Reading passage.
------

Nine Lives Read online

Page 19


  “Then one day the Chinese troops came to the monastery. There was a colonel, and about fifty or sixty soldiers with guns. Without asking anyone, they put up posters of their president on the walls and erected loudspeakers in the courtyard so that we would have to listen to what they said. Their colonel wore spectacles. He was polite at first. He said they had come to help Tibet be self-reliant and they would return back home when they had taught us to be modern. He said they had come to bring justice, and to help the poor, and to make Tibet a good country, like China. He said that China was like our big brother, and that it would be good for us if we accepted their authority until the people of Tibet were ready to govern themselves in a modern, Communist way. The colonel even told us he had come to liberate us. To this the abbot replied that he could not liberate us, as the Lord Buddha had showed us that it was up to each man to liberate himself. The colonel just made a face—I don’t think he really understood what the abbot meant.

  “After that, the Chinese came to the monastery every month or so and gave us a lecture—they called them indoctrination meetings. Sometimes the posters they put up were blasphemous—insulting the Lord Buddha and saying that the monks were trying to keep the people of Tibet poor and ignorant. Slowly the lectures became ruder and more pointed: they said that everything the monasteries did was wrong, and that there was no other option but to accept the changes the Chinese were making. Even when the Chinese were nice and polite—giving free seeds and yaks to the poor people and so on—we always felt we could not trust them. Even from the seclusion of the monastery we could see that they were bringing in more and more of their people to build roads, and more and more troops. I realised something was wrong, even though they tried to make it look as if they were our friends. I sensed that something bad would come—that something evil was creeping behind their smiles.

  “As the programme of lectures progressed, I began to have sleepless nights, thinking about what was happening to Tibet, and how these Chinese people—and Chinese lay people at that—kept telling us what we should do in our own monastery. I didn’t want to be under their rule, but I couldn’t see any other option. Some of the monks began to talk about fighting, saying that the Chinese were out to destroy Buddhism, and that we should not simply surrender to what they wanted. Some nights as I lay awake, I wondered if maybe these monks were right.

------

Written problem. Please go on with the monastery account from its last sentence, keeping the same first-person voice. The items that follow the monastery account aren't needed for anything here.

Entries from an annotation dataset:
------

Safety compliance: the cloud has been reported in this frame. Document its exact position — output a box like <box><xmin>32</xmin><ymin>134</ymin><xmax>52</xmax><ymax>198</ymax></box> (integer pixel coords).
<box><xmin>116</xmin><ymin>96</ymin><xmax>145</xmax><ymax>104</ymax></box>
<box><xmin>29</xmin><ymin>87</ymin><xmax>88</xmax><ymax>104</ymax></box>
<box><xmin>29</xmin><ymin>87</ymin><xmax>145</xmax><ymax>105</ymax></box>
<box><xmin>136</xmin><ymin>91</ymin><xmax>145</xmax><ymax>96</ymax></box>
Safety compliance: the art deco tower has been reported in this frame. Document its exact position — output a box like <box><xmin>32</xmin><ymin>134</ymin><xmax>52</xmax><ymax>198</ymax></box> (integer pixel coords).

------

Written response.
  “Then, in the summer of 1954, rumours began to spread that the Chinese had killed many monks and bombed a monastery at the other end of our Kham province. We also heard that there had been a rebellion among some of the Golok and Khampa nomads. It was said that when the rebels took shelter in the monastery of Lithang the Chinese had bombed it, killing everyone there. Then we heard that the same had happened closer to us, at Changtreng Gompa, and that the monastery had been first bombed and then desecrated.

  “There were other stories too: that the Chinese made some of the monks in Kham get married, and others they forced to join the PLA, to build roads for them or even to work in slave labour camps. Some said that parents who refused to send their children to Chinese schools were tied to posts and had nails driven through their eyes.

  “Shortly after we began hearing such things, the Chinese army came to our monastery and asked us to give them all our guns and swords from the monastery armoury. The abbot said that these things had been given to us by our forebears and parents, and that the Chinese had no right to take them. But they ignored him, and searched the monastery and took away all the arms they could find.

  “After this, we had a meeting—not just the monks, but many lay people from the villages nearby. The monks were unanimous that we must fight, as the Chinese were now clearly intent on destroying the Buddhist dharma and so were tendra, Enemies of the Faith. We had heard that many fighters—some said 15,000—had gathered in Lhokha to the south and founded a resistance movement called the Chu-zhi Gang-drung, or Four Rivers, Six Ranges. Many said we should all leave and join them there.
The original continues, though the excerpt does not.